● **CHECK YOUR UNDERSTANDING**
A. Retype the part of the article on Kerry Lueders starting with "These days, Kerry" and going on through "educators should teach.".
B. According to the article on Kerry Lueders, which doctoral program is she currently enrolled in?

Start of EXTRACT

These days, Kerry Lueders, MS ‘99, COMS, TVI, CLVT, looks at the world in terms of accessibility. And, in that context, she wants to discover everything she can about how people learn and how educators should teach.
The director of two graduate programs - the Low Vision Rehabilitation (LVR) program and the programs that prepare Teachers of Students with Visual Impairments (TVI) within the Department of Blindness and Low Vision Studies (BLVS) at Salus University, Lueders is currently enrolled in an online education doctoral program in Instructional Systems Technology (IST) at Indiana University at Bloomington.
In that program she is exposed to a variety of different methodologies and technologies as they relate to education and instruction, with the end result hopefully designing instructions and educational experiences that will specifically benefit the University’s BLVS students.
“A big part of the IST program is understanding how people learn,” said Lueders. “My hope is to do some research related to the actual personnel preparation of people like me - the instructional design students - as it relates to offering content and materials that are accessible to all individuals, but with a particular interest in visual impairment.”

End of EXTRACT
Start of SOURCE MATERIAL

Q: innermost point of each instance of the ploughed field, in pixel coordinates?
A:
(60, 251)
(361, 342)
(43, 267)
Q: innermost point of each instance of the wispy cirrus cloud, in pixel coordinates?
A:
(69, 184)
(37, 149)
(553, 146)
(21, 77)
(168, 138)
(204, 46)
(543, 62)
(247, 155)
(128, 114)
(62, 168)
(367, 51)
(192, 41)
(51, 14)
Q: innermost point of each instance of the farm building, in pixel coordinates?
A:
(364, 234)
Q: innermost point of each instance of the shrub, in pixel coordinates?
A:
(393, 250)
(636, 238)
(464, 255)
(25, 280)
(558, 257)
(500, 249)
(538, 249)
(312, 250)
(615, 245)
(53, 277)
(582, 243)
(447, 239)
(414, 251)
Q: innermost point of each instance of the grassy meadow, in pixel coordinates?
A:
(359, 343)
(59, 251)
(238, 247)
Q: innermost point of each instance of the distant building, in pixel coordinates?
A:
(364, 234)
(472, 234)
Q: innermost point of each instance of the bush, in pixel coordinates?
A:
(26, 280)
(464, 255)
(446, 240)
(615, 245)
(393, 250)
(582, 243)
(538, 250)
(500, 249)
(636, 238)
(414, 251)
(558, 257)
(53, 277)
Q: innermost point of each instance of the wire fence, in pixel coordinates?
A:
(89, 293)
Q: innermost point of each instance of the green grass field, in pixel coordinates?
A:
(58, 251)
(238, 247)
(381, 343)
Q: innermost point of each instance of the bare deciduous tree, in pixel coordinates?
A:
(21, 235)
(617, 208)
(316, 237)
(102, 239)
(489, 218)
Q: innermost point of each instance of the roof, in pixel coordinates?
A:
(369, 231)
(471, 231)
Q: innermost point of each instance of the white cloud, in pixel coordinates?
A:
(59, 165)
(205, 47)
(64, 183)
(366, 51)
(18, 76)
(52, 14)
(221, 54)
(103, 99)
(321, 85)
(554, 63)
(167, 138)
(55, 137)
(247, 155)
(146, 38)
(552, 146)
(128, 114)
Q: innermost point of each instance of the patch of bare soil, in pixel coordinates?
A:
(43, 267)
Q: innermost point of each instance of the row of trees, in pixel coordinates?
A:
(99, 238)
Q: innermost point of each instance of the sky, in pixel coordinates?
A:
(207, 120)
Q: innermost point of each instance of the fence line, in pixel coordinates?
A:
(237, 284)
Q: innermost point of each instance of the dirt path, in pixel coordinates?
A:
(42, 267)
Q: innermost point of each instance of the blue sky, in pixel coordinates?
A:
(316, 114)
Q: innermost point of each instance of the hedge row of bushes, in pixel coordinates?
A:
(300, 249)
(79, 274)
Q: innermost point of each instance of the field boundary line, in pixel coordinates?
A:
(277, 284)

End of SOURCE MATERIAL

● **RESPONSES TO THE EXERCISE**
A.
These days, Kerry Lueders, MS ‘99, COMS, TVI, CLVT, looks at the world in terms of accessibility. And, in that context, she wants to discover everything she can about how people learn and how educators should teach.

B. An online education doctoral program in Instructional Systems Technology (IST) at Indiana University at Bloomington.